**Task brief**
Reproduce the following records line for line, with no changes.

[Stored dataset items]

══════════════════════════════

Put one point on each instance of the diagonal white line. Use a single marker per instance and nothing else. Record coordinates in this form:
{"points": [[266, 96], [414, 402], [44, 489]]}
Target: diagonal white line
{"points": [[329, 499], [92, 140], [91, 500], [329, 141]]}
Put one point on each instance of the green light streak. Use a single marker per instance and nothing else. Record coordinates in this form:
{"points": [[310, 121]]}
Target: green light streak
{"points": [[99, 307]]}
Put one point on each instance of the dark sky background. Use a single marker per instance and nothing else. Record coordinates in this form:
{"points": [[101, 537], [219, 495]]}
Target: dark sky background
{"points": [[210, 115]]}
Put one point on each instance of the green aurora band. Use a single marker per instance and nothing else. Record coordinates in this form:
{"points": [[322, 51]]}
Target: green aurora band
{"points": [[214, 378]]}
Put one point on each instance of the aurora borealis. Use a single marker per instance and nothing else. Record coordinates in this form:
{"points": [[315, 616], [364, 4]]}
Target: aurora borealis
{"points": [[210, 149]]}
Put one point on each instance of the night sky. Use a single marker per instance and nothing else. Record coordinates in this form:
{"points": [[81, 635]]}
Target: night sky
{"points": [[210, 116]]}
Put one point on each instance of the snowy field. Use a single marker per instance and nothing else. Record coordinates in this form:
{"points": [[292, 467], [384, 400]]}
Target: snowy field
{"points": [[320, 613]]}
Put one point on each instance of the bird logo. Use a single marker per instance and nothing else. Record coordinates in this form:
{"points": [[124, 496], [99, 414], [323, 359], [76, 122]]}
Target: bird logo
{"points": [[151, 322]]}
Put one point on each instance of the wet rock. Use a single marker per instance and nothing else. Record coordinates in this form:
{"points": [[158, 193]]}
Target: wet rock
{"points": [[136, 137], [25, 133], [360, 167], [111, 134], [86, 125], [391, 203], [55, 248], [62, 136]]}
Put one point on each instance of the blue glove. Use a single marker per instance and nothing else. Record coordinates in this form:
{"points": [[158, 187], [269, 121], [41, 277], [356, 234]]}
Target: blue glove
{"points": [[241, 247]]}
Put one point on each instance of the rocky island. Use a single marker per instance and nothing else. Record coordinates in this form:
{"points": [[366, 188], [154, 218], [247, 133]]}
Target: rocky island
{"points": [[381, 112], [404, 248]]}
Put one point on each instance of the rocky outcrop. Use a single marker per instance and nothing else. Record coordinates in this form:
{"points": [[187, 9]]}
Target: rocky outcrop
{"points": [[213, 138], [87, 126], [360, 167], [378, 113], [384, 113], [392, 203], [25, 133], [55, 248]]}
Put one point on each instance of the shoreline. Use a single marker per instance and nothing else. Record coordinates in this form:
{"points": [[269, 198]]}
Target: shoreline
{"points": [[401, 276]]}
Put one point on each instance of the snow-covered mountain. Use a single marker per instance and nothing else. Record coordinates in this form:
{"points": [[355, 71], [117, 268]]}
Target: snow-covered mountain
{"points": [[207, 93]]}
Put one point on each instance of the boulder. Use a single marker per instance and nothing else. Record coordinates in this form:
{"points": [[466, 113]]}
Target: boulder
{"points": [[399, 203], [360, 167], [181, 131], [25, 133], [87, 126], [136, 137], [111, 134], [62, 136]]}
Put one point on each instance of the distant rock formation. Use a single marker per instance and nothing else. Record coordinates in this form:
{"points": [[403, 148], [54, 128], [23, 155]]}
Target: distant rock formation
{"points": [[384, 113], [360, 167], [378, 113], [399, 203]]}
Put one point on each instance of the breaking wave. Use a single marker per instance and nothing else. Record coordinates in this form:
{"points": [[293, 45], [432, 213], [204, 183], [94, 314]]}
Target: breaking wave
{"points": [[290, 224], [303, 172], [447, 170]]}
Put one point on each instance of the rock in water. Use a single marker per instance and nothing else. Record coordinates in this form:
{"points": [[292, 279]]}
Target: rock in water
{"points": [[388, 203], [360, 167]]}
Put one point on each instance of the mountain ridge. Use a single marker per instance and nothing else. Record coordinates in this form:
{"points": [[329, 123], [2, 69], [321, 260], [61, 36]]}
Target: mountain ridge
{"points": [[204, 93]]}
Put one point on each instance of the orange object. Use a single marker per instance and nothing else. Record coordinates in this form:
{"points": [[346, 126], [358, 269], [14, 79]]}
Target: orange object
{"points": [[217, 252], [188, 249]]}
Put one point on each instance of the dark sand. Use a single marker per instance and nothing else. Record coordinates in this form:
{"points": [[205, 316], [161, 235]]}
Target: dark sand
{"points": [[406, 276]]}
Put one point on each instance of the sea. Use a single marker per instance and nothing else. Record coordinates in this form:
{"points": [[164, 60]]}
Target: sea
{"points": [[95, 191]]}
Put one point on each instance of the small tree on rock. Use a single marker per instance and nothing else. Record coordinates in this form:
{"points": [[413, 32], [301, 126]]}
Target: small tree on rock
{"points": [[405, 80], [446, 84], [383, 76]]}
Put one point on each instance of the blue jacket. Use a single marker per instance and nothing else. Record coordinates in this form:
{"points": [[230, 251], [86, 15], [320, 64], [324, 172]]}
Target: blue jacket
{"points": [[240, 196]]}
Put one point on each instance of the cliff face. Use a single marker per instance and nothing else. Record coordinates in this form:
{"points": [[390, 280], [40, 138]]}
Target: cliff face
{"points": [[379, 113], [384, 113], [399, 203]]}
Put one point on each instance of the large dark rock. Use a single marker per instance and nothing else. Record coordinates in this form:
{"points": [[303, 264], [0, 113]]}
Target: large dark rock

══════════════════════════════

**Reply**
Put one point on each instance of the diagonal white line. Use a single marker per instance and nothing else. Record coordinates in this form:
{"points": [[266, 96], [414, 402], [44, 489]]}
Target: diagonal white line
{"points": [[329, 499], [92, 140], [91, 500], [329, 141]]}
Put one point on each instance of the green light streak. Use a single marker per instance and nothing else. Record coordinates in this form:
{"points": [[310, 121]]}
Target: green light streak
{"points": [[99, 307]]}
Put one point on each instance of the dark sky background. Use a single marker per instance and nothing else. Record coordinates in this form:
{"points": [[101, 537], [219, 495]]}
Target: dark sky background
{"points": [[210, 115]]}
Put one point on each instance of the green aurora band. Use a single marker per instance and nothing else. Record coordinates in this form:
{"points": [[322, 51]]}
Target: green aurora band
{"points": [[214, 378]]}
Put one point on each instance of the aurora borealis. Use a single marker per instance and nothing else. Record coordinates in this form:
{"points": [[315, 616], [364, 4]]}
Target: aurora borealis
{"points": [[210, 149]]}
Put one point on each instance of the night sky. Use a single marker per instance and nothing else. Record coordinates in this form:
{"points": [[81, 635]]}
Target: night sky
{"points": [[210, 116]]}
Put one point on each instance of the snowy field. Use a single marker per instance and nothing else. Record coordinates in this form:
{"points": [[292, 467], [384, 400]]}
Target: snowy field
{"points": [[320, 613]]}
Put one point on each instance of the bird logo. Use a single marker per instance and nothing else. Record coordinates in this form:
{"points": [[124, 496], [99, 414], [323, 359], [76, 122]]}
Target: bird logo
{"points": [[151, 322]]}
Put one point on each instance of the wet rock. Use a single marker per instance and nothing else. Record coordinates in this form:
{"points": [[158, 193]]}
Target: wet rock
{"points": [[136, 137], [25, 133], [360, 167], [111, 134], [86, 125], [391, 203], [55, 248], [62, 136]]}
Put one point on each instance of the blue glove. Use a single marker per instance and nothing else. Record coordinates in this form:
{"points": [[158, 187], [269, 121], [41, 277], [356, 234]]}
Target: blue glove
{"points": [[241, 247]]}
Put one point on each instance of the rocky island. Use a single marker per instance and nothing else. Record coordinates in this form:
{"points": [[366, 188], [154, 218], [247, 133]]}
Target: rocky island
{"points": [[381, 112], [404, 248]]}
Put one point on each instance of the rocky outcrop. Use a single marker per instance and nothing else. Record coordinates in this form:
{"points": [[187, 9]]}
Target: rocky outcrop
{"points": [[213, 138], [87, 126], [360, 167], [378, 113], [384, 113], [392, 203], [25, 133], [55, 248]]}
Put one point on each instance of the shoreline. Use a single marker per instance and nothing else. Record coordinates in this form:
{"points": [[269, 198]]}
Target: shoreline
{"points": [[401, 276]]}
Put one point on each instance of the snow-covered mountain. Use a single marker per instance and nothing else. Record coordinates in this form:
{"points": [[355, 71], [117, 268]]}
Target: snow-covered mountain
{"points": [[207, 93]]}
Put one point on each instance of the boulder. Use a single marker per instance and nothing else. Record coordinates in this form:
{"points": [[466, 113]]}
Target: boulder
{"points": [[399, 203], [360, 167], [181, 131], [25, 133], [87, 126], [136, 137], [111, 134], [62, 136]]}
Put one point on each instance of the distant rock formation. Use a single marker per instance and nothing else. Record coordinates in this form:
{"points": [[403, 148], [54, 128], [23, 155]]}
Target: distant rock formation
{"points": [[384, 113], [360, 167], [378, 113], [399, 203]]}
Put one point on each instance of the breaking wave. Use a single marker per instance and nothing else. Record coordinates in this form:
{"points": [[293, 45], [432, 213], [204, 183], [94, 314]]}
Target: breaking wave
{"points": [[290, 224], [303, 172], [447, 170]]}
Put one point on each instance of the rock in water. Use a single marker per instance and nothing else. Record coordinates in this form:
{"points": [[292, 279]]}
Target: rock in water
{"points": [[388, 203], [360, 167]]}
Put one point on each instance of the mountain ridge. Use a single marker per instance and nothing else. Record coordinates in this form:
{"points": [[329, 123], [2, 69], [321, 260], [61, 36]]}
Target: mountain ridge
{"points": [[204, 93]]}
Put one point on each instance of the orange object. Use a single marker per instance and nothing else. Record coordinates in this form:
{"points": [[346, 126], [358, 269], [14, 79]]}
Target: orange object
{"points": [[217, 252], [188, 249]]}
Put one point on each instance of the dark sand. Use a single marker per instance and nothing else. Record coordinates in this form:
{"points": [[205, 316], [161, 235]]}
Target: dark sand
{"points": [[406, 276]]}
Put one point on each instance of the sea. Use a single marker per instance and nothing else. Record coordinates in this form:
{"points": [[164, 60]]}
Target: sea
{"points": [[95, 191]]}
Put one point on each instance of the small tree on rock. Use a single marker per instance and nothing else. Record coordinates in this form:
{"points": [[413, 32], [301, 126]]}
Target: small tree on rock
{"points": [[405, 80], [446, 84], [383, 76]]}
Put one point on each instance of the blue jacket. Use a single marker per instance and nothing else. Record coordinates in this form:
{"points": [[230, 251], [86, 15], [320, 64], [324, 172]]}
Target: blue jacket
{"points": [[240, 196]]}
Put one point on each instance of the cliff face. Use a single marker per instance and nothing else. Record coordinates in this form:
{"points": [[390, 280], [40, 138]]}
Target: cliff face
{"points": [[379, 113], [384, 113], [399, 203]]}
Put one point on each instance of the large dark rock. Use a single marker per instance and nothing else. Record coordinates in this form:
{"points": [[303, 264], [0, 113]]}
Target: large dark rock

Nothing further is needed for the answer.